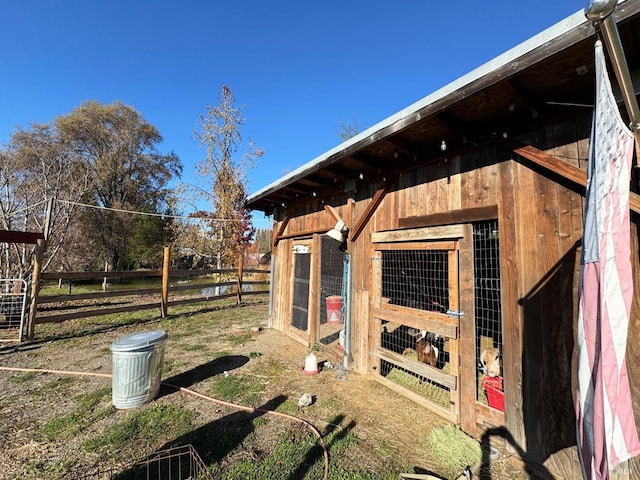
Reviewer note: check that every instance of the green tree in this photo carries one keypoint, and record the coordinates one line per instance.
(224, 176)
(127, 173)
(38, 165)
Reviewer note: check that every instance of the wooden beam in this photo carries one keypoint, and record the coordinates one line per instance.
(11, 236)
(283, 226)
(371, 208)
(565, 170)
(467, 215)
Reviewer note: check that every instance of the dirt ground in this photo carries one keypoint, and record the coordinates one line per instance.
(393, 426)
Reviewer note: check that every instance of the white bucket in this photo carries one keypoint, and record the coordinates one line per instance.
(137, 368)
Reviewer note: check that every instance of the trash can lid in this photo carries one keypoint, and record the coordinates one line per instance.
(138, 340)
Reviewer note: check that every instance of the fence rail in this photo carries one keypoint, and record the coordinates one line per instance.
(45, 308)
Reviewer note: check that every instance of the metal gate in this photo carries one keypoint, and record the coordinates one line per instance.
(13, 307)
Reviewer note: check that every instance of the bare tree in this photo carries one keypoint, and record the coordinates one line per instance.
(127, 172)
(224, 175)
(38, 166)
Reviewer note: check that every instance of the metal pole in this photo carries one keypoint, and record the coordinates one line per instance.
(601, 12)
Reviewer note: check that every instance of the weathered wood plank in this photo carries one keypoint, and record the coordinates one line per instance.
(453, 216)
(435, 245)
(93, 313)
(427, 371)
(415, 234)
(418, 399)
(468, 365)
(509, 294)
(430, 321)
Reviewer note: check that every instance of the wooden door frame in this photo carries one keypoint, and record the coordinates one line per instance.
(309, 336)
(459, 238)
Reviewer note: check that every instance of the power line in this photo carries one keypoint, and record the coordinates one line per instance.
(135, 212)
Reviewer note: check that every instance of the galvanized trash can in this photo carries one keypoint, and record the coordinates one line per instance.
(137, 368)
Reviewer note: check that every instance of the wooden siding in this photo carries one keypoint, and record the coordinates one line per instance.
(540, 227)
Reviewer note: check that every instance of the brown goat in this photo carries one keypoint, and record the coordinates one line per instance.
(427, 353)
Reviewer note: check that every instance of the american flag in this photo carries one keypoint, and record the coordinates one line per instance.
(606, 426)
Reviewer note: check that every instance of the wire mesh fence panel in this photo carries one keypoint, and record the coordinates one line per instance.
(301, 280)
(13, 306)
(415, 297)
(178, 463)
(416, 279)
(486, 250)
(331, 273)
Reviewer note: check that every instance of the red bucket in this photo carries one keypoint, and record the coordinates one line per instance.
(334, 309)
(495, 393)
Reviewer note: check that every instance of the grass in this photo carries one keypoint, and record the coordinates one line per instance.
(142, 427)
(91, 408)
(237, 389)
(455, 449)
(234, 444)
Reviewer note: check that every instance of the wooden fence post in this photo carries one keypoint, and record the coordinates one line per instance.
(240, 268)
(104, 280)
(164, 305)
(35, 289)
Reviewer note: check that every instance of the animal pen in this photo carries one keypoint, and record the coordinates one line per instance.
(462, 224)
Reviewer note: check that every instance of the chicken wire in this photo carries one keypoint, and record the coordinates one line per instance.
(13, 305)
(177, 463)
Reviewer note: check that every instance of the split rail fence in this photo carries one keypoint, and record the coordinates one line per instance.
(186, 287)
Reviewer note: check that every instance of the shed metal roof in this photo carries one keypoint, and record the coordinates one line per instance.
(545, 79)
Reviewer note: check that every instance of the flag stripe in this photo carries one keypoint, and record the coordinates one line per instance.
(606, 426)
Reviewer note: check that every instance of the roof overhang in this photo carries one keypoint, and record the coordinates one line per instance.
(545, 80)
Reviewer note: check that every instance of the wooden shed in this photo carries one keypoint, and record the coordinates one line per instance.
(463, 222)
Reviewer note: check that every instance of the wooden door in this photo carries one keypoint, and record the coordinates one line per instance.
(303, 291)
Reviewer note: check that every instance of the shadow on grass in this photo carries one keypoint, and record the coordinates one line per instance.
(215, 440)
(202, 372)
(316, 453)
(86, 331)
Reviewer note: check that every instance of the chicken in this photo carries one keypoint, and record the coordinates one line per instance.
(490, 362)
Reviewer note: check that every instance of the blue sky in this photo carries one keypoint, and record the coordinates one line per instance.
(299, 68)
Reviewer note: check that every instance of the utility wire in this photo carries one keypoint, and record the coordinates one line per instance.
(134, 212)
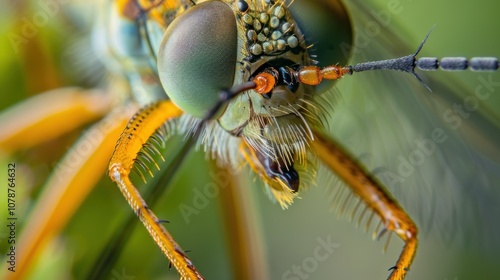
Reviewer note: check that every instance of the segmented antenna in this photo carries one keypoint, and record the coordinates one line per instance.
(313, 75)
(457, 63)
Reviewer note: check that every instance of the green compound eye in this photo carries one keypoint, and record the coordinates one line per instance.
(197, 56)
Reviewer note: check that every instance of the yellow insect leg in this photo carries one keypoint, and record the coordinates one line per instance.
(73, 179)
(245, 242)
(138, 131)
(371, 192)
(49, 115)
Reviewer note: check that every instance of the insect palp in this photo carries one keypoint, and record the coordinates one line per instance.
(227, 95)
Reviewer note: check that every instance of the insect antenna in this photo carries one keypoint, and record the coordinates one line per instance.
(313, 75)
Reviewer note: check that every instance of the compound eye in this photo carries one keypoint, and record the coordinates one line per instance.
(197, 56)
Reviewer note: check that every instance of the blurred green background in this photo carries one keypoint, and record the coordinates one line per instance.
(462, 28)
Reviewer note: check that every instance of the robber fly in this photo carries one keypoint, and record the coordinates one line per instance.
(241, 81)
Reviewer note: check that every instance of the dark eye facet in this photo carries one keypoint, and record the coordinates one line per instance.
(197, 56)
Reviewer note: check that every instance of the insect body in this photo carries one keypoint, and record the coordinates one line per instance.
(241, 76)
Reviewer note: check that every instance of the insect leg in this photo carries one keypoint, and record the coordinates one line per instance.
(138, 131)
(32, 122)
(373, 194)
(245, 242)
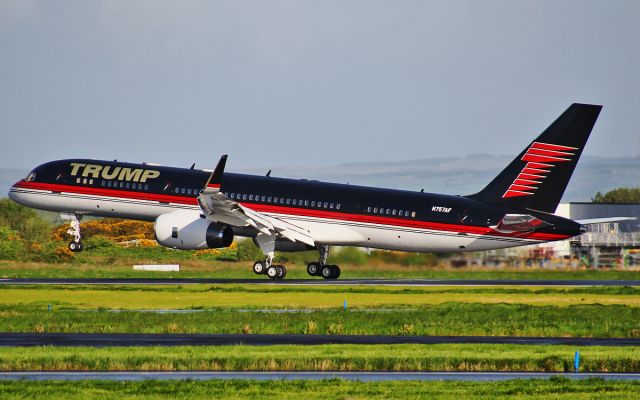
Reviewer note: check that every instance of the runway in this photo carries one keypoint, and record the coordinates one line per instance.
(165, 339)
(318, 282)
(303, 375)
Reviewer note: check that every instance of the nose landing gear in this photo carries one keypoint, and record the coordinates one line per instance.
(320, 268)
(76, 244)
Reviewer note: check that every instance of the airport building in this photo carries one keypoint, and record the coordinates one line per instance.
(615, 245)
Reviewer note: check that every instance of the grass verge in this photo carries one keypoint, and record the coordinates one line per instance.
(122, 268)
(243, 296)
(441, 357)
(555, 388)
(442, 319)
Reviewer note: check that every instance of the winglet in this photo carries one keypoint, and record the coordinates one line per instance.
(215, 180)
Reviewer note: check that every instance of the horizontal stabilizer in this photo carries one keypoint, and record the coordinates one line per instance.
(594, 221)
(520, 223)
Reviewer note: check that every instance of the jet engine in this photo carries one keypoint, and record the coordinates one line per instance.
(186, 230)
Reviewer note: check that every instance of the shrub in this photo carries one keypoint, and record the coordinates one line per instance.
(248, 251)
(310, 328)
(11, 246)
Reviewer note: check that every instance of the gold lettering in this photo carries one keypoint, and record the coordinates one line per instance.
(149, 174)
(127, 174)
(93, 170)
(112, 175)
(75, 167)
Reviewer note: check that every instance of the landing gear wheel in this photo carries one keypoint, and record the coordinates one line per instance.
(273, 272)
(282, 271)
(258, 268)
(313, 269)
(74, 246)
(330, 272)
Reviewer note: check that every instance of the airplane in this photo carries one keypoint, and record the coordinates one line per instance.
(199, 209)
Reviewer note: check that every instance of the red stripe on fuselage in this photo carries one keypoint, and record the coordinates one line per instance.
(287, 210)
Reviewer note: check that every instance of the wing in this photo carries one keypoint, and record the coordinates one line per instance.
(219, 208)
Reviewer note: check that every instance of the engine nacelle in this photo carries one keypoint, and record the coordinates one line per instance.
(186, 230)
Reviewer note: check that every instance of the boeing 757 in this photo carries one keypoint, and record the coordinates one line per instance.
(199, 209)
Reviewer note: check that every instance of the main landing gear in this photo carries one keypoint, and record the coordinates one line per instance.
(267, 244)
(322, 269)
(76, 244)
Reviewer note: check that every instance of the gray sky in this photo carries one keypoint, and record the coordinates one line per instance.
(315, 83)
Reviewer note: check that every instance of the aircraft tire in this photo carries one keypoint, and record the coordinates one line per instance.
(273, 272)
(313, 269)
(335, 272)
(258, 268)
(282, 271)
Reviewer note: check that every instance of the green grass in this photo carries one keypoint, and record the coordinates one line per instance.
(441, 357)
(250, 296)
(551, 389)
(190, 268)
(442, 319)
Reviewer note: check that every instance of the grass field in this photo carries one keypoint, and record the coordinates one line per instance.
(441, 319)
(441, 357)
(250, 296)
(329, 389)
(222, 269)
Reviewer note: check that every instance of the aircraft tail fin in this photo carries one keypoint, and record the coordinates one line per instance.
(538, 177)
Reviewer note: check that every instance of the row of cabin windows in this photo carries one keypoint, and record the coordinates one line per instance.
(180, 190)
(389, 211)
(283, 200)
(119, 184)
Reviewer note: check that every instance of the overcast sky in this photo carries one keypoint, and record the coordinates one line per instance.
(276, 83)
- - - - -
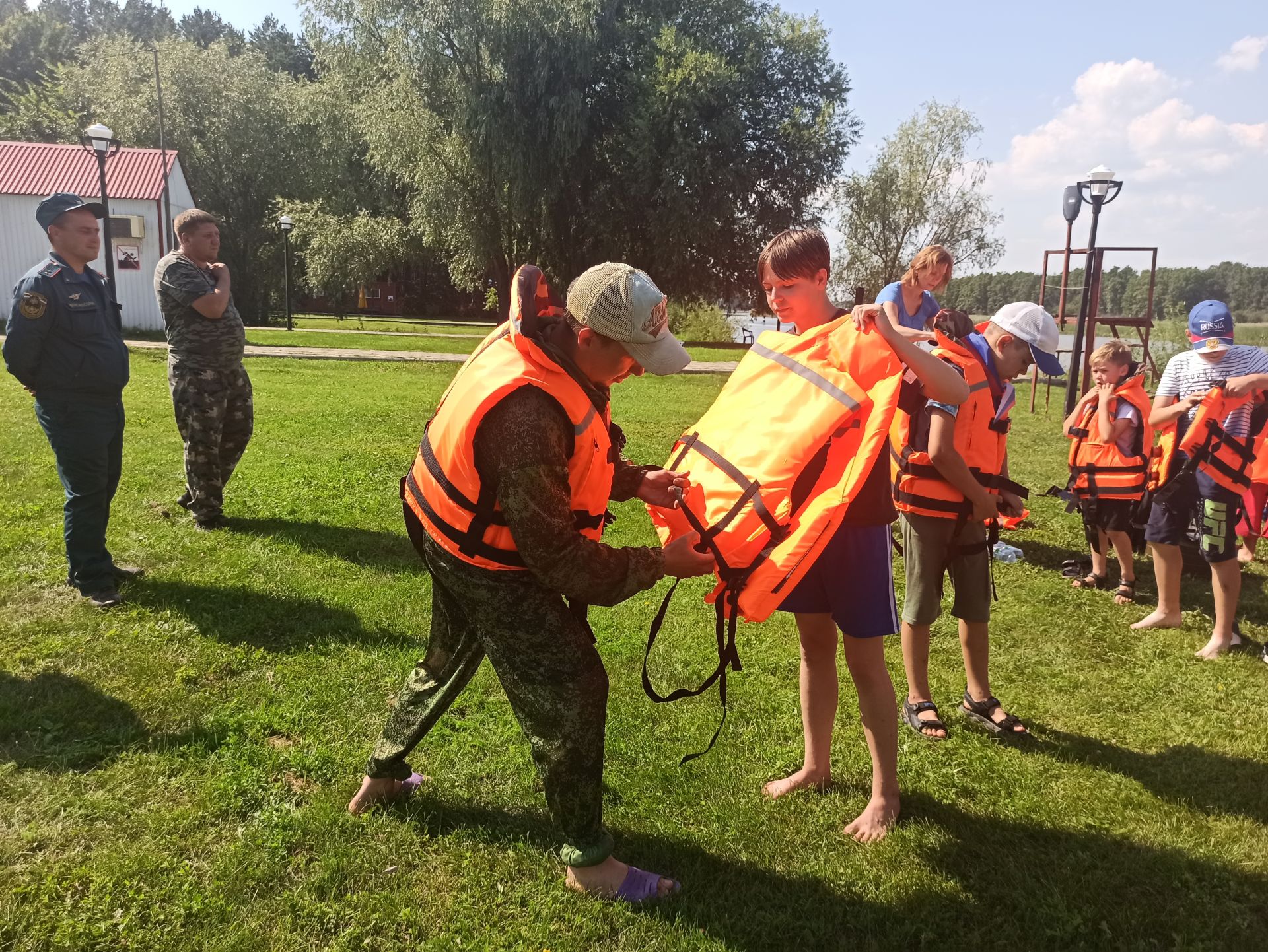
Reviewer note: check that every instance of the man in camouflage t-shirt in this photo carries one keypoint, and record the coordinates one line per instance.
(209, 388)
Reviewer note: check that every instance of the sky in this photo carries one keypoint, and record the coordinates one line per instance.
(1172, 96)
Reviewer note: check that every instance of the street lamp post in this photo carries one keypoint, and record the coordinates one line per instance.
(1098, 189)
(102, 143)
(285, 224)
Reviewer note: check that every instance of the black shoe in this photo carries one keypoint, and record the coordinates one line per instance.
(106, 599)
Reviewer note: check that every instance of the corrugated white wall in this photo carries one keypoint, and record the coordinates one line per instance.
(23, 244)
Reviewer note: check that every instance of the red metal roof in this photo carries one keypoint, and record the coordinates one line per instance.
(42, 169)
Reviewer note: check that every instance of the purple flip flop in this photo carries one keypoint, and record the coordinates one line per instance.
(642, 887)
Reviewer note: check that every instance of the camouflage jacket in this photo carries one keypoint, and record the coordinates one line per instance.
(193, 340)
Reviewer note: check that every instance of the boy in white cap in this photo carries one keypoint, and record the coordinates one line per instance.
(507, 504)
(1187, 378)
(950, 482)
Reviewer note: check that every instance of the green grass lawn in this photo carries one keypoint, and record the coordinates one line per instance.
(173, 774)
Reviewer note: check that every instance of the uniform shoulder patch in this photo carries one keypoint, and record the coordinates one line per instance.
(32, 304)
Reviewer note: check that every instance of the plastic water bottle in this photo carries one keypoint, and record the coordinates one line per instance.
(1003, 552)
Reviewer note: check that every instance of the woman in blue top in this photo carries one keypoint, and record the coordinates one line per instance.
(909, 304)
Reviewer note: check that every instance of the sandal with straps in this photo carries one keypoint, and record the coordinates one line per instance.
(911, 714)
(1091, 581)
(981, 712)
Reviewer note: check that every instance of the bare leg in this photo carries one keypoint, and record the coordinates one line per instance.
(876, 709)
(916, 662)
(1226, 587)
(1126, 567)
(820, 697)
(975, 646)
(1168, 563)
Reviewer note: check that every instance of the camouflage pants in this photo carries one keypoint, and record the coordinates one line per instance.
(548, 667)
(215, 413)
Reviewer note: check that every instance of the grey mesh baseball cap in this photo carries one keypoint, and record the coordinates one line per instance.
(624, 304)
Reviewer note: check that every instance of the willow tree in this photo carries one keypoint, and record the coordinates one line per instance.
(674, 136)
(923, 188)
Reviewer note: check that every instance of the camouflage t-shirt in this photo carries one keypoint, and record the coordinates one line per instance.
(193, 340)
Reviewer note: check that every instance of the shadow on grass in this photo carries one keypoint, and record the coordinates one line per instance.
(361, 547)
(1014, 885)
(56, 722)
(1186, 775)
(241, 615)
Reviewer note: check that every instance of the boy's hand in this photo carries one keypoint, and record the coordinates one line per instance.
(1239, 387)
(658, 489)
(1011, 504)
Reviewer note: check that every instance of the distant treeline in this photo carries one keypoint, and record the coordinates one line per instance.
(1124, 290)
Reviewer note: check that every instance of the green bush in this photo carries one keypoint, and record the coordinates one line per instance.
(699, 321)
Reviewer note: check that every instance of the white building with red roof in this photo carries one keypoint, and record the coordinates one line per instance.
- - - - -
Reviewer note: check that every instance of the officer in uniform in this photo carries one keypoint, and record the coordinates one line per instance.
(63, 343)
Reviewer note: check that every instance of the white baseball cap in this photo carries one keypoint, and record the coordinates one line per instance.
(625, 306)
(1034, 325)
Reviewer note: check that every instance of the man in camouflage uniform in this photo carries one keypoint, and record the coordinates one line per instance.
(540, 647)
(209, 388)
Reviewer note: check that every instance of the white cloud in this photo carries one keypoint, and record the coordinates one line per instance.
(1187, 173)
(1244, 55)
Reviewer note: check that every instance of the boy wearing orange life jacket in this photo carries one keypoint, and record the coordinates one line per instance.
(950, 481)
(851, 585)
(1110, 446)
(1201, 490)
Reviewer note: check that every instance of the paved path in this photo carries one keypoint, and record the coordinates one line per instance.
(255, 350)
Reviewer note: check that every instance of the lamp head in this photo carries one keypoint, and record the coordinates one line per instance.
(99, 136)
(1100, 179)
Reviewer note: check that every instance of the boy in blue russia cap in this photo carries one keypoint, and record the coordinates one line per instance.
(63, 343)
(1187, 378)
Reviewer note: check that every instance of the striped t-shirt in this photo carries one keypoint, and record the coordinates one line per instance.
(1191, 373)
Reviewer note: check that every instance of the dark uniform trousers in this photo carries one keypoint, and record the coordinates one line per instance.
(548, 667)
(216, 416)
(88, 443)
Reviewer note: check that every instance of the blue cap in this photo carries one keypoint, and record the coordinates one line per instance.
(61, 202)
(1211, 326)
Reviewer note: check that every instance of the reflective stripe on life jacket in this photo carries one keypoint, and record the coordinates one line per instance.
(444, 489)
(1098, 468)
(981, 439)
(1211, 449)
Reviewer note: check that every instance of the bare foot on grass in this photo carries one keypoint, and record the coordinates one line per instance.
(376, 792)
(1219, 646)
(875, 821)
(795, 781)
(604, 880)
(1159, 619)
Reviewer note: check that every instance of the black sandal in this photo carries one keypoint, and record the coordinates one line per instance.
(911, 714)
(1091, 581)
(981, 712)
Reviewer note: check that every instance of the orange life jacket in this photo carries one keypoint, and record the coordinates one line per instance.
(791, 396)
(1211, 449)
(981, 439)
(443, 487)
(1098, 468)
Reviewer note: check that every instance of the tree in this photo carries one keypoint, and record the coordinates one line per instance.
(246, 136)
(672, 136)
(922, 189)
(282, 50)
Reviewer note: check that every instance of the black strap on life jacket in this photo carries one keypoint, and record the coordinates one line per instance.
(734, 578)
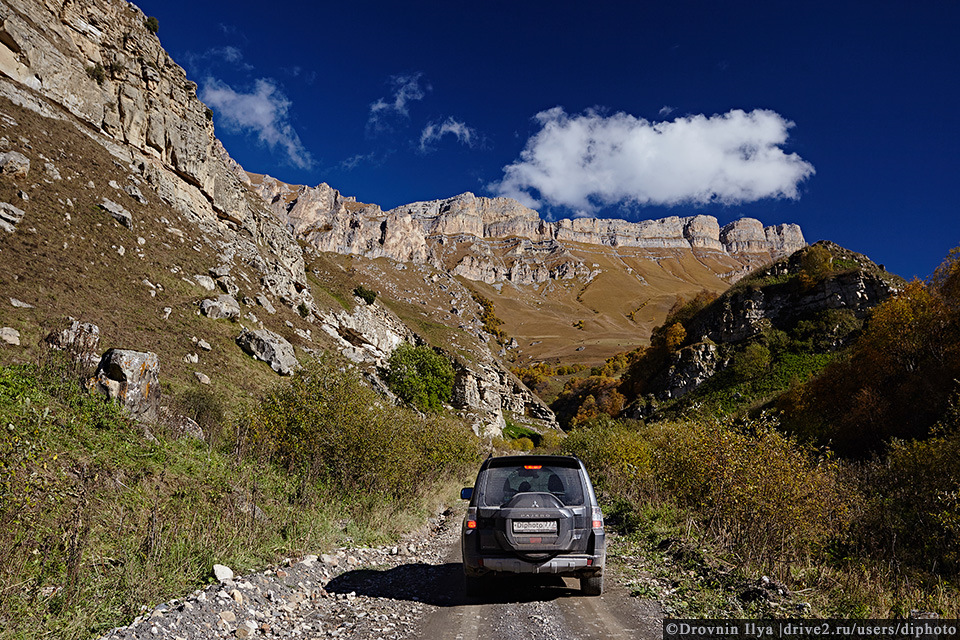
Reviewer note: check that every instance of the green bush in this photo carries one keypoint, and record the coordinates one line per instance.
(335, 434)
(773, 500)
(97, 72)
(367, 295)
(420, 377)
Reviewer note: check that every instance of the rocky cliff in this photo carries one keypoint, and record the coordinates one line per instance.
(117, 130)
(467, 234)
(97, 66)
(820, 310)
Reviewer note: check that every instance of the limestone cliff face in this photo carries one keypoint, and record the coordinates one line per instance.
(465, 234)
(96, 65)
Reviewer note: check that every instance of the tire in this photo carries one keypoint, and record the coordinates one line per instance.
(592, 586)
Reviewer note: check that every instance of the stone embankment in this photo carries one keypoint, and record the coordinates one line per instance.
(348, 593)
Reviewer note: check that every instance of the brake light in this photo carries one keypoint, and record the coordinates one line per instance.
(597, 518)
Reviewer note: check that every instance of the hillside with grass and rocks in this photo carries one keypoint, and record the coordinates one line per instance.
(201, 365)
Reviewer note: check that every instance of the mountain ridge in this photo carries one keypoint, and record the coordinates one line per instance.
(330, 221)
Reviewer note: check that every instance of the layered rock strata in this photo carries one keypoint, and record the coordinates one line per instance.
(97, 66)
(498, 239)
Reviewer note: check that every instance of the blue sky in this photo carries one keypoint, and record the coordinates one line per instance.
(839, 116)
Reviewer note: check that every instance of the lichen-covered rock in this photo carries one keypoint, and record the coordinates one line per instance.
- - - - -
Please pull out every line in the items above that contains the string "shirt", and copy each of those lines.

**Solution to this exercise**
Reviewer note: check that every instance of the man in camouflage t-shirt in this photo carries one keypoint, and record the coordinates one line per instance.
Reviewer note: check that every instance of the camouflage t-shirt in this photo carries one keypoint, and record the coordinates one line per instance.
Reviewer note: check that every instance of the striped t-shirt in this photo carries one keypoint, and record the coordinates one line per instance.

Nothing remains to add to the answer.